All entries should be copied exactly; the pictures stay out.

---*---

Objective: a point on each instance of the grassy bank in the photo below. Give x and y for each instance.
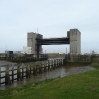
(56, 55)
(78, 86)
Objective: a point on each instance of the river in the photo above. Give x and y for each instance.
(58, 72)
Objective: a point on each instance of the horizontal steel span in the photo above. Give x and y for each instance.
(53, 41)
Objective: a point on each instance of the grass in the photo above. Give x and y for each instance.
(56, 55)
(78, 86)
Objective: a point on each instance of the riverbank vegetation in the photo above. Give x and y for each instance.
(78, 86)
(56, 55)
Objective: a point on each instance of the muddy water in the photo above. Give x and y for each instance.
(61, 71)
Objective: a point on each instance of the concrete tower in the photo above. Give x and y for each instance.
(31, 42)
(75, 41)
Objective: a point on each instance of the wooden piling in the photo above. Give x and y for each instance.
(12, 73)
(19, 77)
(48, 65)
(27, 71)
(7, 76)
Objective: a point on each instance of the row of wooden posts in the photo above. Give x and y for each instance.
(27, 70)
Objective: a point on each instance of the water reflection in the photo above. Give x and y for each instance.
(61, 71)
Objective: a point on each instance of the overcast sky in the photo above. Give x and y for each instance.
(53, 18)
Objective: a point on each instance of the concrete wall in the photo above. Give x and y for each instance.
(75, 41)
(31, 41)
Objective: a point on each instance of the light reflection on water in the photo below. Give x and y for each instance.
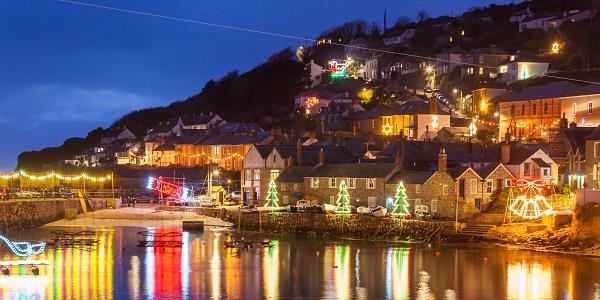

---*---

Exercise answer >>
Objective: a point on each instance of the grassy bank in the photo below. Give x and y for each instance.
(56, 55)
(78, 86)
Objective: a point on each instance of the river in the photo above. Give x and y for each instance.
(58, 72)
Objective: a point on each instance of the horizontal steel span in the photo above. Give x and y for each instance.
(53, 41)
Objective: a point on each instance of the grass in the photo above. Give x and y for each instance.
(56, 55)
(78, 86)
Objective: a point on each instance of the riverbank vegetation in the photo above. Give x and y for each instance.
(78, 86)
(56, 55)
Objective: a point on each instance of the muddy water in the photo above. Give x and y for each instance.
(61, 71)
Objective: a point on each instance of the concrete tower in the photo above. Give x and y for each instance.
(31, 42)
(75, 41)
Objective: a point on each instance of the wooden piling in the photo above. Give x and y for each instance.
(12, 73)
(19, 77)
(48, 65)
(27, 71)
(7, 76)
Objective: a point on each instance of the row of wooden posts in the photo above. Give x and y for each instance.
(27, 70)
Objective: a point on each instance of the water reflection in the photo above. Give x and y for each instance.
(61, 71)
Objective: a point on each instance of the overcast sky in the photo above. Give x and y for each instance.
(53, 18)
Objective: a point on each instance of the concrete wall in the photo above. Give x and y for each instance.
(75, 41)
(31, 41)
Objective: a point on each instance of the light reflection on water in the photo below. Give x and y for each instance.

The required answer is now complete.